** PROMPT 1 **
In the hunting forum thread, where does beetlebailey keep the 410 LC?
** PROMPT 2 **
Print the hunting forum thread starting with "Saw one, missed." and going on through "and Good Hunting.".

** EXCERPTED PASSAGE **
Saw one, missed. Still felt good to sot in the cool woods with a rifle in my hands


----------



## garhtr (Jan 12, 2009)

I got a little damp but a nice morning, no bugs and no sweat.
Dad's 20 GA LC Smith, I could smell his pipe smoke every time I broke it open 
All In Hickory.
Lots of walnuts in my area but they're not cutting them yet.
Good luck and Good Hunting.


----------



## beetlebailey (May 26, 2009)

garhtr said:


> View attachment 244690
> 
> I got a little damp but a nice morning, no bugs and no sweat.
> Dad's 20 GA LC Smith, I could smell his pipe smoke every time I broke it open
> ...


nice gun!! I got the 410 LC....


----------



## garhtr (Jan 12, 2009)

beetlebailey said:


> nice gun!! I got the 410 LC....


 Nice ! Do you squirrel hunt with it ? I've always wanted a 410 double gun, maybe someday.
Good luck and Good Hunting !


----------



## beetlebailey (May 26, 2009)

garhtr said:


> Nice ! Do you squirrel hunt with it ? I've always wanted a 410 double gun, maybe someday.
> Good luck and Good Hunting !


nope! when I had it appraised, she stays in the safe!


----------

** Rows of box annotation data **
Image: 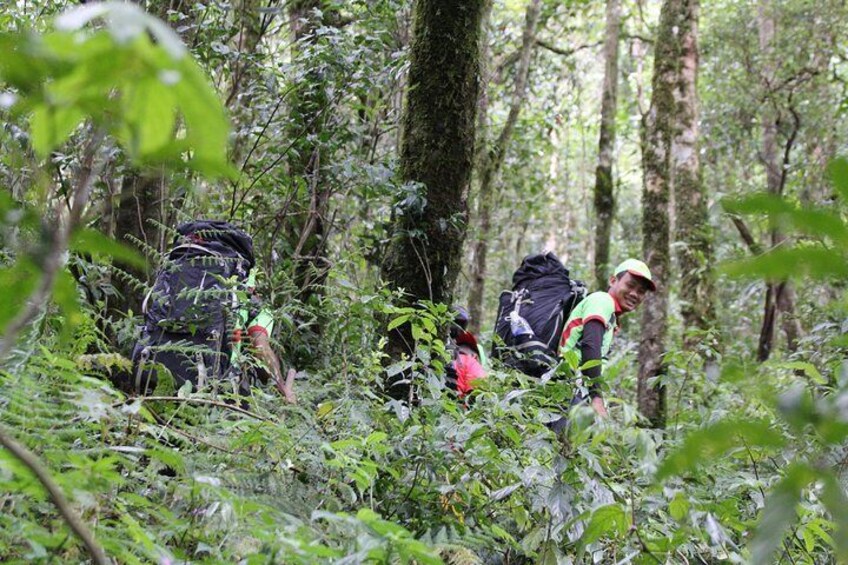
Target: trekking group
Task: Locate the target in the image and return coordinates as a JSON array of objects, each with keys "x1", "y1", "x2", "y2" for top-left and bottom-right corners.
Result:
[{"x1": 131, "y1": 220, "x2": 656, "y2": 424}]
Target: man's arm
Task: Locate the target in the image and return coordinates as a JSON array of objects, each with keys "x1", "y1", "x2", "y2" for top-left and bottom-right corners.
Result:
[
  {"x1": 250, "y1": 331, "x2": 297, "y2": 404},
  {"x1": 580, "y1": 319, "x2": 607, "y2": 417}
]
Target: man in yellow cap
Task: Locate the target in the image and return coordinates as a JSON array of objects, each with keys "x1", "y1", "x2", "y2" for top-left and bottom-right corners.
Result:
[{"x1": 552, "y1": 259, "x2": 657, "y2": 420}]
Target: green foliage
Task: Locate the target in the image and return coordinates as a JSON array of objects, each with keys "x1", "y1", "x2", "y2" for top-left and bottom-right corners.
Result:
[
  {"x1": 0, "y1": 2, "x2": 229, "y2": 174},
  {"x1": 0, "y1": 1, "x2": 848, "y2": 564}
]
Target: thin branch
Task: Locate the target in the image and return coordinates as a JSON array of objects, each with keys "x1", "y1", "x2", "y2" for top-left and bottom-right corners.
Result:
[
  {"x1": 123, "y1": 396, "x2": 273, "y2": 422},
  {"x1": 0, "y1": 129, "x2": 104, "y2": 364},
  {"x1": 0, "y1": 430, "x2": 109, "y2": 565},
  {"x1": 536, "y1": 37, "x2": 604, "y2": 57},
  {"x1": 730, "y1": 216, "x2": 763, "y2": 255}
]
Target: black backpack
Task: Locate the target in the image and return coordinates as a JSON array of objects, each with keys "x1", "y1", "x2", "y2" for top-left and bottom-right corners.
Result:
[
  {"x1": 492, "y1": 252, "x2": 586, "y2": 377},
  {"x1": 132, "y1": 220, "x2": 256, "y2": 394}
]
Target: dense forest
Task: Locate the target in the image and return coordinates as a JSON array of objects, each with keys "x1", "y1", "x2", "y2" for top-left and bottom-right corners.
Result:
[{"x1": 0, "y1": 0, "x2": 848, "y2": 565}]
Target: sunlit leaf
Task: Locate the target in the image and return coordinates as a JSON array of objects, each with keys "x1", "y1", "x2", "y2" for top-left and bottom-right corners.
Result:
[
  {"x1": 751, "y1": 463, "x2": 816, "y2": 563},
  {"x1": 722, "y1": 246, "x2": 848, "y2": 280},
  {"x1": 827, "y1": 157, "x2": 848, "y2": 202},
  {"x1": 580, "y1": 504, "x2": 630, "y2": 546}
]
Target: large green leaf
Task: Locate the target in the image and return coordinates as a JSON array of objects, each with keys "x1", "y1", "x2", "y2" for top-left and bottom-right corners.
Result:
[{"x1": 580, "y1": 504, "x2": 630, "y2": 547}]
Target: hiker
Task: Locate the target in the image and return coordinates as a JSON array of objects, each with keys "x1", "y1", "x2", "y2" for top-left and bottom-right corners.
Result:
[
  {"x1": 551, "y1": 259, "x2": 657, "y2": 420},
  {"x1": 445, "y1": 306, "x2": 486, "y2": 398},
  {"x1": 230, "y1": 272, "x2": 297, "y2": 404},
  {"x1": 133, "y1": 220, "x2": 296, "y2": 403},
  {"x1": 492, "y1": 251, "x2": 586, "y2": 380}
]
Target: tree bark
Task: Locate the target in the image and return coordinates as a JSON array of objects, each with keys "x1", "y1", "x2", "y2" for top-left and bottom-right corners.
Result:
[
  {"x1": 109, "y1": 169, "x2": 167, "y2": 314},
  {"x1": 757, "y1": 0, "x2": 802, "y2": 361},
  {"x1": 382, "y1": 0, "x2": 484, "y2": 376},
  {"x1": 595, "y1": 0, "x2": 621, "y2": 289},
  {"x1": 288, "y1": 0, "x2": 338, "y2": 301},
  {"x1": 670, "y1": 2, "x2": 715, "y2": 349},
  {"x1": 468, "y1": 0, "x2": 541, "y2": 333},
  {"x1": 637, "y1": 0, "x2": 698, "y2": 428}
]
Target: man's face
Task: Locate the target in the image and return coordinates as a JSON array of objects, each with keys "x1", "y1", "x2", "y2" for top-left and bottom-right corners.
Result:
[{"x1": 609, "y1": 273, "x2": 650, "y2": 312}]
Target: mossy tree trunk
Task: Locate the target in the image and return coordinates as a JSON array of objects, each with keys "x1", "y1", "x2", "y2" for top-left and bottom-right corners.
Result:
[
  {"x1": 382, "y1": 0, "x2": 484, "y2": 366},
  {"x1": 288, "y1": 0, "x2": 339, "y2": 300},
  {"x1": 109, "y1": 169, "x2": 169, "y2": 314},
  {"x1": 757, "y1": 0, "x2": 802, "y2": 361},
  {"x1": 637, "y1": 0, "x2": 698, "y2": 427},
  {"x1": 594, "y1": 0, "x2": 621, "y2": 289},
  {"x1": 669, "y1": 2, "x2": 715, "y2": 348},
  {"x1": 468, "y1": 0, "x2": 541, "y2": 332}
]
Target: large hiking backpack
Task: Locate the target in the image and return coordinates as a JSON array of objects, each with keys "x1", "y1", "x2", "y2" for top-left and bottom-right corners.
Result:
[
  {"x1": 492, "y1": 252, "x2": 586, "y2": 377},
  {"x1": 133, "y1": 220, "x2": 255, "y2": 394}
]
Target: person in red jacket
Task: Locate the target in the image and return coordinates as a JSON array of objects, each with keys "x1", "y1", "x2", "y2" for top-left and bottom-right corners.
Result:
[{"x1": 446, "y1": 306, "x2": 486, "y2": 398}]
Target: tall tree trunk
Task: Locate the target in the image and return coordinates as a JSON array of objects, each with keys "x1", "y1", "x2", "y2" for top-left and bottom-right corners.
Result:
[
  {"x1": 226, "y1": 0, "x2": 266, "y2": 167},
  {"x1": 289, "y1": 0, "x2": 338, "y2": 300},
  {"x1": 468, "y1": 0, "x2": 541, "y2": 332},
  {"x1": 670, "y1": 2, "x2": 715, "y2": 348},
  {"x1": 595, "y1": 0, "x2": 621, "y2": 289},
  {"x1": 757, "y1": 0, "x2": 802, "y2": 361},
  {"x1": 382, "y1": 0, "x2": 484, "y2": 384},
  {"x1": 109, "y1": 169, "x2": 167, "y2": 314},
  {"x1": 638, "y1": 0, "x2": 698, "y2": 427}
]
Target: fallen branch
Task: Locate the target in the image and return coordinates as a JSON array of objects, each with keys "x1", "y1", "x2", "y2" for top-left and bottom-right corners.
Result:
[
  {"x1": 0, "y1": 430, "x2": 109, "y2": 565},
  {"x1": 126, "y1": 396, "x2": 272, "y2": 422}
]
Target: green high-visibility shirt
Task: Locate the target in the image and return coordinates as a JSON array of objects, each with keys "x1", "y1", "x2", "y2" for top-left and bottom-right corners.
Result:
[{"x1": 560, "y1": 291, "x2": 621, "y2": 366}]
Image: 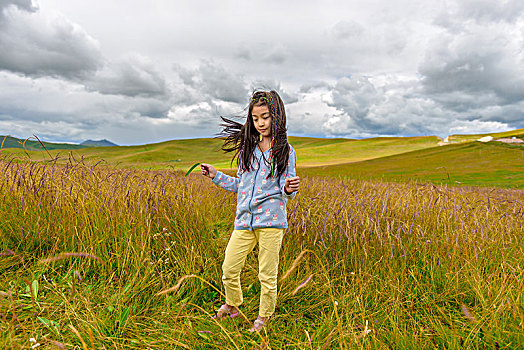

** FULL OUTPUT 1 **
In the safe.

** FULL OUTPUT 2 **
Saw one, missed. Still felt good to sot in the cool woods with a rifle in my hands


----------



## garhtr (Jan 12, 2009)

I got a little damp but a nice morning, no bugs and no sweat.
Dad's 20 GA LC Smith, I could smell his pipe smoke every time I broke it open 
All In Hickory.
Lots of walnuts in my area but they're not cutting them yet.
Good luck and Good Hunting.